Object location annotation data

───

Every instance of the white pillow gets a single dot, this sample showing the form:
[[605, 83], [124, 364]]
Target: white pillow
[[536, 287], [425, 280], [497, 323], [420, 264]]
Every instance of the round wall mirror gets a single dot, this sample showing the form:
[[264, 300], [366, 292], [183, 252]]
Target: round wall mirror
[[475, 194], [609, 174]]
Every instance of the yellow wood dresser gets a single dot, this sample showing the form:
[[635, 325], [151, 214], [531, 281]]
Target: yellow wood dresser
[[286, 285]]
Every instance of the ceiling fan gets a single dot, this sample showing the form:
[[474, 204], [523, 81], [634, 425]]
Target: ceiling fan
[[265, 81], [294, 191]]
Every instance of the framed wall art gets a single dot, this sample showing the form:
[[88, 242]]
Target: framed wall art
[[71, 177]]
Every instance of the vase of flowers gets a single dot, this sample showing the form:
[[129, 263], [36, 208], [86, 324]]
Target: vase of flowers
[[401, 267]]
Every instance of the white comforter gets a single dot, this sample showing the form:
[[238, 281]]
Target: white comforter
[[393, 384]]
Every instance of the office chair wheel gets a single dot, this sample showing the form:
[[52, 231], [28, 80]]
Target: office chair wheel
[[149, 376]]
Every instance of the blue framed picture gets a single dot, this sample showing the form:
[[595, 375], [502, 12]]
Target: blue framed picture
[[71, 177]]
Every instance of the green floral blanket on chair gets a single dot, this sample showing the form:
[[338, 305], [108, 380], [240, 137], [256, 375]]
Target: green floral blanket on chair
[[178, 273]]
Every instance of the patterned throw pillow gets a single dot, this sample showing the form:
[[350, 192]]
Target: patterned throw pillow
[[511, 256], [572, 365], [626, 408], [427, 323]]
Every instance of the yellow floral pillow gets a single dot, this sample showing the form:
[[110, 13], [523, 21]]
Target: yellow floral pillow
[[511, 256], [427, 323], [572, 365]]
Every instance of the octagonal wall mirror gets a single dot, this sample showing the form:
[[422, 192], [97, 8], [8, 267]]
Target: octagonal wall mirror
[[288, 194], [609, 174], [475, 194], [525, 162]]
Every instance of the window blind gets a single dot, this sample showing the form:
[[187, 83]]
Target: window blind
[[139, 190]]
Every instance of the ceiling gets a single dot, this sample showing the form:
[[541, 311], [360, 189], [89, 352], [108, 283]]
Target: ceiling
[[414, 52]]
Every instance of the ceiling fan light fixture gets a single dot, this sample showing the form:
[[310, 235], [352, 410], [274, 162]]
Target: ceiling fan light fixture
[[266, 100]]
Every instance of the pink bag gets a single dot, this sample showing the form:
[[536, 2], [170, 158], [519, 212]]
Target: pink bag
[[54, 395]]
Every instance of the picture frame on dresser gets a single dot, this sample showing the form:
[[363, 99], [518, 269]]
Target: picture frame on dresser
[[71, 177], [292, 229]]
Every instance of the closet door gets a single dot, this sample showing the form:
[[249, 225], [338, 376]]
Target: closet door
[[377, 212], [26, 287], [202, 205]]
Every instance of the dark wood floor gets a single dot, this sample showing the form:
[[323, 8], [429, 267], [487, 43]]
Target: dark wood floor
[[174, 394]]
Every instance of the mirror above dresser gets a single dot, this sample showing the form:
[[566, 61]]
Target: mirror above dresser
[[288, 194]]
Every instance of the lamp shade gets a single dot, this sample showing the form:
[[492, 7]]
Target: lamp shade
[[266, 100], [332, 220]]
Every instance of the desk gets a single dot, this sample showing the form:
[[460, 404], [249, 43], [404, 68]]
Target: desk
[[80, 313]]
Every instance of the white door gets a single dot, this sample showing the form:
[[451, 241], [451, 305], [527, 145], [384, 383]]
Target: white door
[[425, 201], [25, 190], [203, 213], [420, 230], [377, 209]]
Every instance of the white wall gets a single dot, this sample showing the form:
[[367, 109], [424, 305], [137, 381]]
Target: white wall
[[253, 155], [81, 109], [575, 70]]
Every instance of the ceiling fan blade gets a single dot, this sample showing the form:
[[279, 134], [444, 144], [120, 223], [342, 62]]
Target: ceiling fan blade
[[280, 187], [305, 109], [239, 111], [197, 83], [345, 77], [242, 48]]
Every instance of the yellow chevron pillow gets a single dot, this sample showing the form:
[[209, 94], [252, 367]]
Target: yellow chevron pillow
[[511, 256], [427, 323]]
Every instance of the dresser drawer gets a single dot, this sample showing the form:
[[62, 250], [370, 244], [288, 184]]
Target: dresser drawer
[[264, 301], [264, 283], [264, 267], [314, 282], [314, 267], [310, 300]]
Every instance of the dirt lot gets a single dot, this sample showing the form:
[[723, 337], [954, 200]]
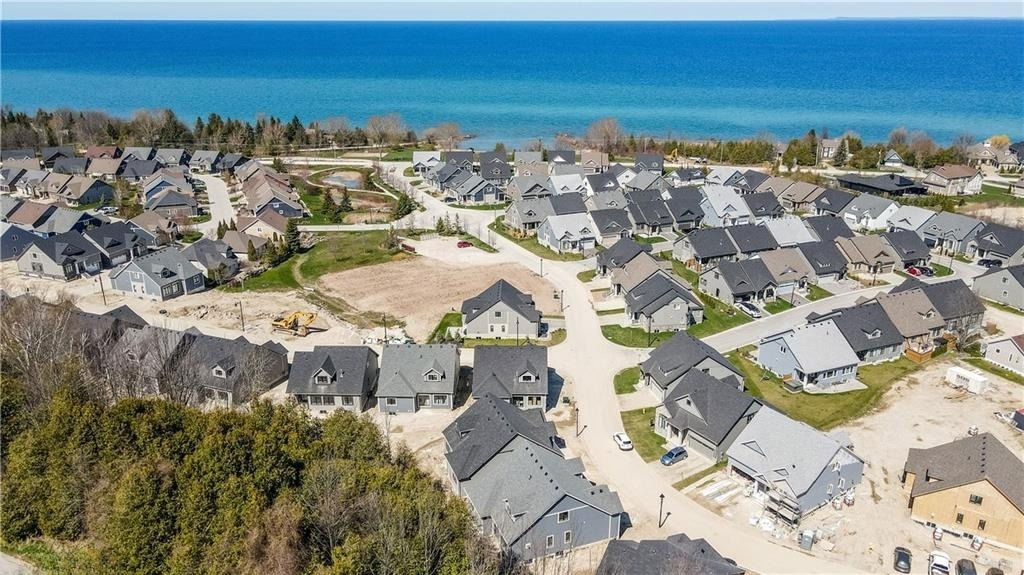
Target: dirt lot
[[420, 291], [920, 411]]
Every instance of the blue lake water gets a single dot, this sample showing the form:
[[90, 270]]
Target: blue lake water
[[520, 81]]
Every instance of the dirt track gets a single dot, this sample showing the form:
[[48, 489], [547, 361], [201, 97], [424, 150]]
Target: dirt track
[[420, 291]]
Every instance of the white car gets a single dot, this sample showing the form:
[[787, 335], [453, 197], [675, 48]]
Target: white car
[[938, 564], [623, 441]]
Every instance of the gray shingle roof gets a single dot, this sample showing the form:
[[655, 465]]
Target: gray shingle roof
[[706, 406], [504, 292], [967, 460], [404, 368], [346, 366], [508, 370]]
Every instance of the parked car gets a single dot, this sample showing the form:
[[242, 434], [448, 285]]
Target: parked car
[[623, 441], [749, 309], [938, 564], [673, 455], [901, 560], [966, 567]]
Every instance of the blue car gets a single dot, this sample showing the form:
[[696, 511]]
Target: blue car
[[673, 455]]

───

PROBLEM REQUIREMENTS:
Arrange everything from the line containing "Every instance of the blue car" down to the end of the entries above as a numbered list, omitting any blank lines.

WRITTEN REPLY:
1. Every instance of the blue car gets a single dot, this sample showing the form:
2. [[696, 511]]
3. Target: blue car
4. [[673, 455]]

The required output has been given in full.